- SELECTED EXTRACT
------------------------------------------------------------
Symantec, McAfee, and a swarm of rival security software makers are beginning to ship a wider number of products designed specifically to protect smartphones, the more PC-like handhelds that are finding their way into a growing number of enterprises.
Sales of smartphones grew by roughly 66% to 81m units in 2006, according to estimates published by researchers Gartner.
And while the devices have not yet penetrated the US market to the same extent they have found homes with business users in areas of Asia and Europe, market watchers are predicting that a vast majority of large US companies will distribute at least a handful of the handhelds to workers before the end of 2007. Many will buy hundreds.
Based on the growing proliferation and complexity of smartphones – which offer wireless e-mail, internet access, and mobile business applications along with their calling functions -- security applications vendors see range of opportunities to carry the same tools they have been selling on the desktop onto the emerging mobile platforms.
On 26 March, Symantec launched its new set of security applications for smartphones running on Microsoft's Windows Mobile operating system.
------------------------------------------------------------
- STATED EXERCISE 1
Edit the stretch from "Based on the" through "emerging mobile platforms." in the passage on smartphone security software, replacing "vendors" with "suppliers", and give the revised stretch.
- STATED EXERCISE 2
According to the passage on smartphone security software, why do security applications vendors see opportunities to bring their desktop tools onto mobile platforms? Answer in one to three sentences.
The material after the passage on smartphone security software is separate from it.

- SOURCE DATA
------------------------------------------------------------
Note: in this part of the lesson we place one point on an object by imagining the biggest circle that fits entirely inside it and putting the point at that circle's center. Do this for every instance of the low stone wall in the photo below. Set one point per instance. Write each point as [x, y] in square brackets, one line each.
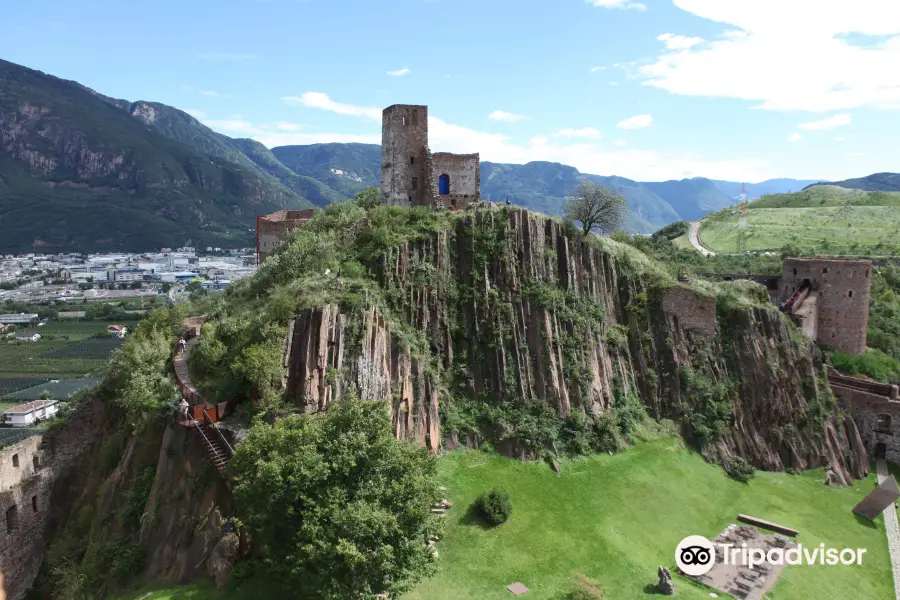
[877, 416]
[26, 507]
[691, 310]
------------------------------------------------------------
- EXERCISE SOLUTION 1
Based on the growing proliferation and complexity of smartphones – which offer wireless e-mail, internet access, and mobile business applications along with their calling functions -- security applications suppliers see range of opportunities to carry the same tools they have been selling on the desktop onto the emerging mobile platforms.

- EXERCISE SOLUTION 2
They see these opportunities because smartphones are growing in proliferation and complexity. Beyond calling, the devices offer wireless e-mail, internet access, and mobile business applications.